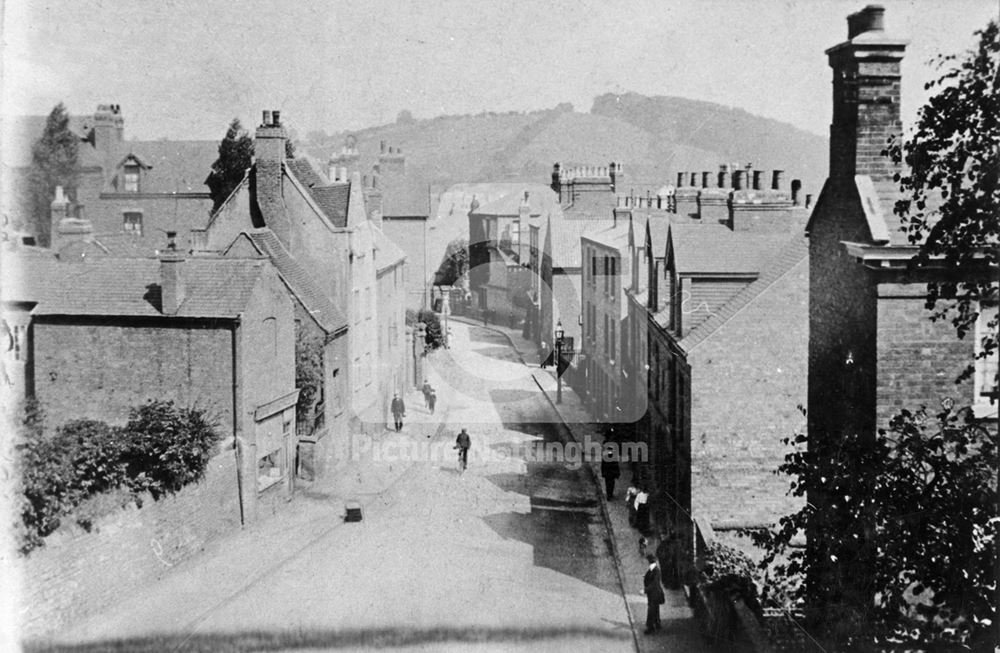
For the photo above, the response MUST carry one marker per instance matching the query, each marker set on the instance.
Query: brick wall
(86, 369)
(747, 380)
(918, 360)
(78, 572)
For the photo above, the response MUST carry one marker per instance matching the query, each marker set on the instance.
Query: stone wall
(77, 572)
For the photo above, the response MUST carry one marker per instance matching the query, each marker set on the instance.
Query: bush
(161, 449)
(434, 337)
(168, 447)
(729, 571)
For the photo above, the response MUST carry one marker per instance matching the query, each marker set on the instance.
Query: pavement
(514, 553)
(680, 628)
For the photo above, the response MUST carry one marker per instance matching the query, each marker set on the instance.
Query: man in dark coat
(654, 595)
(610, 469)
(463, 443)
(398, 411)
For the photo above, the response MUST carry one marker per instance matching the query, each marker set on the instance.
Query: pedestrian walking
(398, 411)
(630, 504)
(610, 470)
(642, 510)
(654, 595)
(463, 443)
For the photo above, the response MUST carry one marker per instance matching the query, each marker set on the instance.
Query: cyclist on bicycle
(462, 443)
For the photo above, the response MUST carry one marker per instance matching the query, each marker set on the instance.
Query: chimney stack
(172, 286)
(776, 179)
(866, 93)
(738, 179)
(270, 139)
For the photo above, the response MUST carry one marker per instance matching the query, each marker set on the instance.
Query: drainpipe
(237, 412)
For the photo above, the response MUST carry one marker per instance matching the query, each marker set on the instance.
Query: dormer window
(132, 223)
(131, 178)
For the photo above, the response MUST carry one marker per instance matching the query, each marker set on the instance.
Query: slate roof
(782, 260)
(170, 166)
(613, 236)
(129, 287)
(566, 239)
(406, 196)
(715, 249)
(306, 289)
(388, 253)
(333, 198)
(540, 200)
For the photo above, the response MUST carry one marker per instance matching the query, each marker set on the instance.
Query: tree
(455, 263)
(951, 191)
(53, 163)
(235, 156)
(308, 372)
(924, 495)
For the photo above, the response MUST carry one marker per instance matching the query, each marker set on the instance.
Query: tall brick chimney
(109, 132)
(266, 187)
(866, 79)
(172, 287)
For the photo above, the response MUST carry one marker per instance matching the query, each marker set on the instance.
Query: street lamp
(559, 340)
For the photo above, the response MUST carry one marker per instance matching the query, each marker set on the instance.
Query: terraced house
(292, 212)
(724, 318)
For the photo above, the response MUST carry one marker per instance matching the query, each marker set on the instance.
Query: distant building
(341, 250)
(130, 192)
(399, 200)
(96, 338)
(872, 348)
(716, 333)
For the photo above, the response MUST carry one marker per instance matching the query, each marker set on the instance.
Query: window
(614, 342)
(132, 223)
(986, 368)
(336, 391)
(271, 334)
(131, 178)
(268, 470)
(607, 350)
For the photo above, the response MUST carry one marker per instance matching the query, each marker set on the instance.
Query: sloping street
(511, 554)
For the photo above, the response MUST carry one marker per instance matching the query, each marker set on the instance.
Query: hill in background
(654, 137)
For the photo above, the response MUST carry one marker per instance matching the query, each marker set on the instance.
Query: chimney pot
(738, 179)
(869, 19)
(776, 179)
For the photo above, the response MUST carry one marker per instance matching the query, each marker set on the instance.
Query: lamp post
(559, 336)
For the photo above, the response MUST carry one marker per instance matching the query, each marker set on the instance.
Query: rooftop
(130, 287)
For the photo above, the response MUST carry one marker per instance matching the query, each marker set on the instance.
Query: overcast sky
(184, 68)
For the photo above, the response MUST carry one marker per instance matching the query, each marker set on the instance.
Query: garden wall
(77, 572)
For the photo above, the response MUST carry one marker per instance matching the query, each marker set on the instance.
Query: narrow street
(513, 554)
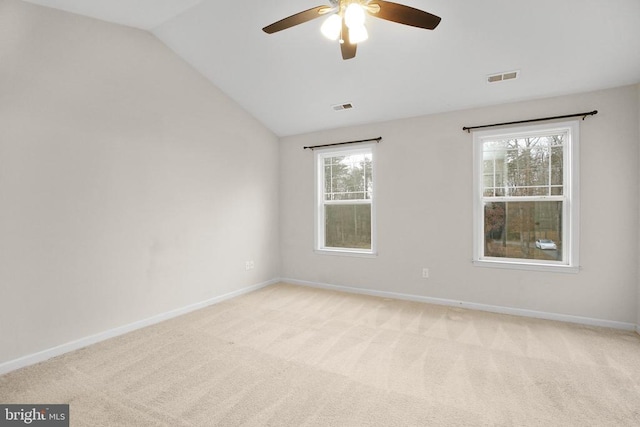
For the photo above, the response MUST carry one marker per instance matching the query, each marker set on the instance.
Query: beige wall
(424, 184)
(129, 185)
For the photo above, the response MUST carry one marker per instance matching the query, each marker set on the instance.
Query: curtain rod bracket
(468, 129)
(312, 147)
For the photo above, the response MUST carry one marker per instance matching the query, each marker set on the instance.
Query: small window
(526, 197)
(345, 200)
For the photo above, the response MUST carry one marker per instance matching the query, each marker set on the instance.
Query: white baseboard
(41, 356)
(474, 306)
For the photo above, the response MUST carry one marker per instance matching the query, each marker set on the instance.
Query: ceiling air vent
(509, 75)
(340, 107)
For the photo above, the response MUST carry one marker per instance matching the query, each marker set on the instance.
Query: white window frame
(320, 155)
(570, 199)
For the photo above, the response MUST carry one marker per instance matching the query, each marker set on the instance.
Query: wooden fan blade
(348, 50)
(298, 18)
(404, 15)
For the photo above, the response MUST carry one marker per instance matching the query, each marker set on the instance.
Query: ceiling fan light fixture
(354, 16)
(358, 34)
(331, 27)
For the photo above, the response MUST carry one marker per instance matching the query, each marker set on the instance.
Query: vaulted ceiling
(290, 80)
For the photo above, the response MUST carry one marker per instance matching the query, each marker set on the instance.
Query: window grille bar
(311, 147)
(583, 115)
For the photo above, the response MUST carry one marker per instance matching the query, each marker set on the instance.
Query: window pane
(529, 230)
(348, 226)
(348, 177)
(523, 166)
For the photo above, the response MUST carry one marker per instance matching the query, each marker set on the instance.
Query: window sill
(527, 266)
(346, 252)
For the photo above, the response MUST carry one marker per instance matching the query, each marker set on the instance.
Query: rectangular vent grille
(340, 107)
(509, 75)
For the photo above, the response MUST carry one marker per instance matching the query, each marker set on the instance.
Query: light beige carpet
(295, 356)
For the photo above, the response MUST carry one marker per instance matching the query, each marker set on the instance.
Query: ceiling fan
(345, 20)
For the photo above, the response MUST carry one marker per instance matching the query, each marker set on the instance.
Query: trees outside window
(525, 196)
(345, 188)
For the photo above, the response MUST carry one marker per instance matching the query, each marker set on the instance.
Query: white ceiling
(289, 80)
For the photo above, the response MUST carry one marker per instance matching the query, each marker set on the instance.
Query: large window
(345, 214)
(526, 197)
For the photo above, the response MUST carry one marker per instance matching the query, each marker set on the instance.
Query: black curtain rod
(343, 143)
(583, 115)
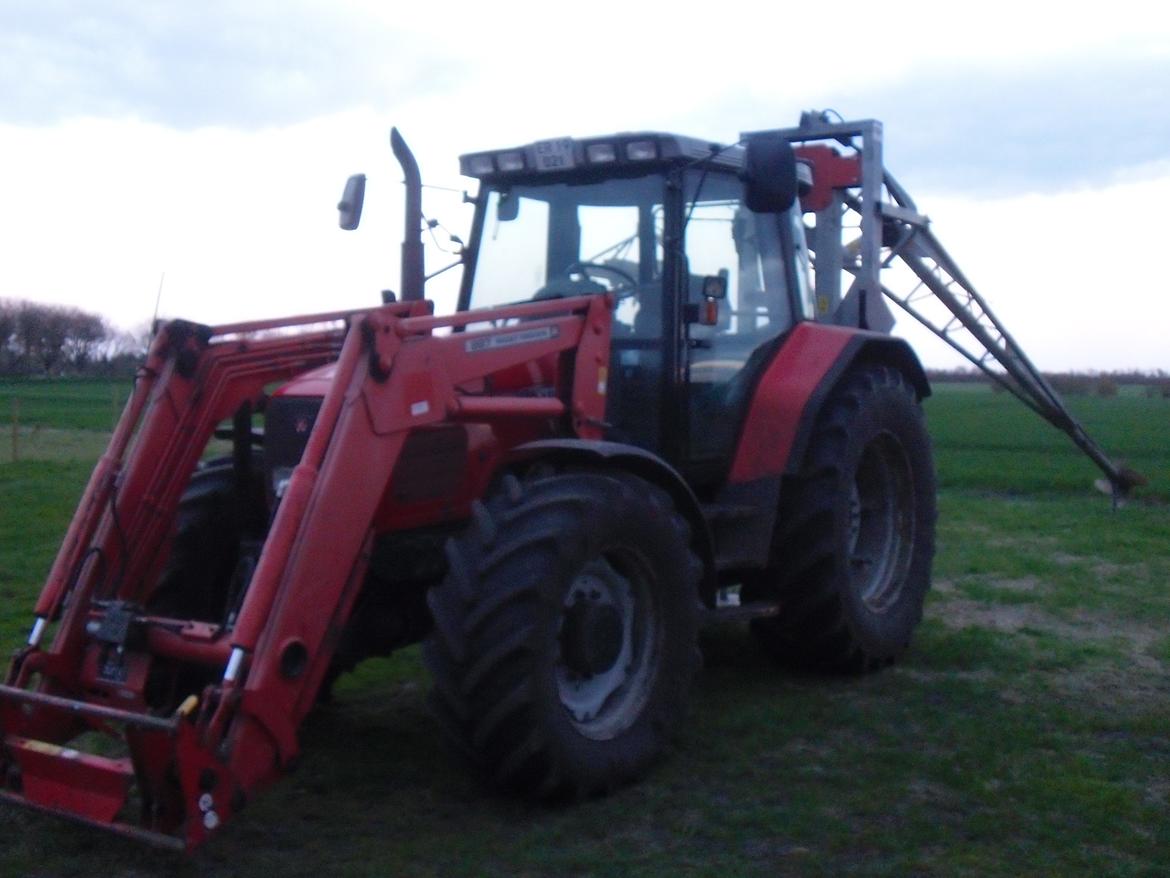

########################################

**TASK:** Transcribe each of the records above precisely, with no pictures in the copy.

**RESULT OF THIS EXERCISE:**
For the photo above, the response MUST carry one marker per instance matching the query, each marker set on the instance.
Query: brick wall
(86, 369)
(747, 380)
(918, 360)
(78, 572)
For the photo above, the response MUST carry one marker per instance matching the query, each marker set on the instance.
Query: stone wall
(77, 572)
For the photo above, the response MUST carry one marker per instance matching the query, each marker set on the instance.
Query: bush
(161, 449)
(434, 337)
(168, 447)
(729, 571)
For the photo above, the response MUST carry one marker per instance matching the query, each marker set on the instance.
Query: pavement
(514, 553)
(680, 628)
For the photo above, the response MUST carry one marker per instance matching the query, each marker set on the instance.
Query: man in dark coat
(654, 595)
(610, 469)
(463, 443)
(398, 411)
For the photo above, the response MUST carry one marker per instance matching the query, each marker set on the instance.
Query: pedestrian walking
(398, 411)
(630, 504)
(610, 470)
(642, 510)
(654, 595)
(463, 443)
For the photo above, the response MUST carry one marker per instance matching the query, each marker set on the instance.
Query: cyclist on bicycle
(462, 443)
For the photo above, the response MUST carry one marker per instance matching the query, each marker set on the instance.
Query: chimney stack
(172, 286)
(776, 179)
(866, 93)
(738, 179)
(270, 139)
For the photo above, the response MUST carry one marker per instance matching the query, each marker set on the instance.
Query: drainpipe
(237, 412)
For the photo above, the response MUST carry one marker per instance matching the query, each marker set on the instance.
Query: dormer window
(132, 223)
(131, 178)
For the photo above, the response MUST carry one marker per instance matching the query, each marker set on the instance.
Query: slate roof
(782, 260)
(170, 166)
(613, 236)
(129, 287)
(566, 239)
(406, 196)
(715, 249)
(306, 289)
(388, 253)
(333, 198)
(540, 200)
For the photo above, the response MUST carry one marker per instance matching the query, each marker set on the instance.
Query: tree
(455, 263)
(951, 191)
(53, 163)
(235, 156)
(308, 372)
(924, 495)
For the photo above, the response MUST carry one marker per instance matching the query, each marker set on the instance.
Query: tall brick chimney
(109, 132)
(266, 187)
(866, 79)
(172, 287)
For the photo above, the response MUST carry one marker per instance matching the query, each marker set on the instance.
Query: street lamp
(559, 340)
For the photo above, the response MUST carry one marker per instance matching the query, each marker set on the instance.
Query: terraced house
(292, 212)
(724, 318)
For the photo above, the response MUST carry one marker per instance matching the query, each marker set on the instance.
Query: distant building
(341, 250)
(130, 192)
(399, 200)
(96, 338)
(872, 348)
(716, 333)
For the photo above, the response MUST carry one marker per instance matching the query, each marker set on the instance.
Query: window
(614, 342)
(132, 223)
(986, 368)
(336, 391)
(271, 334)
(131, 178)
(268, 470)
(607, 350)
For the photo above, the response MUST carry one marker per instance matching the query, each marker set on the instance.
Query: sloping street
(511, 554)
For the photo above, the response MUST carry one marker per instance matching the query, each marker set on the instance.
Query: hill in background
(654, 137)
For the photo above, the response MUST carry one marker per instance matching the query, each marker set on the instance.
Query: chimney pot
(738, 179)
(869, 19)
(776, 179)
For the photo above, the response MUST carry one marker per instance matching the query, each marker set on the instance.
Query: lamp post
(559, 336)
For the photo above, the response MUST carry one marker per instance matching the query, each marker set on the instance.
Query: rooftop
(130, 287)
For the photo above, the response MUST carry one marker per instance matching the query, each marker set on the instance.
Query: overcast sky
(184, 68)
For the photo above, the response MUST carry one marker per instance matching the query, each marker set on the instance.
Query: garden wall
(77, 572)
For the photo above, the response MUST carry one marker per instance matching the query, each marker set on the instance.
Query: narrow street
(513, 554)
For the photo above, the response MUST carry one marker per instance matching the query, each marker set on the instance.
Query: beige wall
(424, 184)
(129, 185)
For the photo above, the response MUST carry one marker per instance matching the query, each marker set on the instance.
Query: curtain rod bracket
(468, 129)
(312, 147)
For the photo above, the response MUST carry one marker per instance matching the query, each marker set on the instance.
Query: small window
(526, 197)
(345, 200)
For the photo above, the response MUST carry one marker per instance matching the query, each marker set on the instance.
Query: white baseboard
(41, 356)
(474, 306)
For the photo above, the response MUST carry one marker per instance matching the query, each marker set on the instance.
Query: ceiling air vent
(509, 75)
(340, 107)
For the photo above, the response MUST carry one marker per instance matching the query, each marker set on the instance.
Query: white window frame
(320, 155)
(570, 199)
For the photo above, the response MUST carry one marker per instance matching the query, each marker set on the instance.
Query: wooden fan blade
(348, 50)
(298, 18)
(404, 15)
For the photo above, the response MUST carry one marker per instance matching the query, each marker set on the instance.
Query: ceiling fan light fixture
(354, 16)
(358, 34)
(331, 27)
For the photo above, the response MUST carry one marker per instance matching the query, each marker set on the instance.
Query: vaulted ceiling
(290, 80)
For the photo above, the response MUST carry one marker per instance matching the query, each marker set on the instance.
Query: window grille bar
(311, 147)
(583, 115)
For the photo above, the response MUST carry one marker per instance matching the query, each marker set on the instance.
Query: window pane
(529, 230)
(348, 226)
(348, 177)
(523, 166)
For the photo above, the response MUST carry one marker per instance matching the query, each marker set on the instance.
Query: window sill
(527, 266)
(346, 252)
For the photo above, the response MUST carry one marker per instance matching the query, each marker set on the instance.
Query: rectangular vent grille
(340, 107)
(509, 75)
For the photo above, the response MUST carry one marker per instance matching the query, each marker set on the instance.
Query: light beige carpet
(295, 356)
For the photo above, the response MUST carry one marker per instance matching the query, each marker set on the instance.
Query: ceiling fan
(345, 20)
For the photo above, the response MUST carry one marker per instance matching the query, each marker set on the instance.
Query: trees outside window
(525, 196)
(345, 188)
For the photo above, the response MUST carry one marker per instance matching the query, each marker set on the instance.
Query: white ceiling
(289, 80)
For the photo above, the response MUST carry one marker per instance matching the query, each marker set on the instance.
Query: large window
(345, 214)
(526, 197)
For the photo above, the response MUST carry one marker per instance matching the query, each marker set on the instance.
Query: black curtain rod
(343, 143)
(583, 115)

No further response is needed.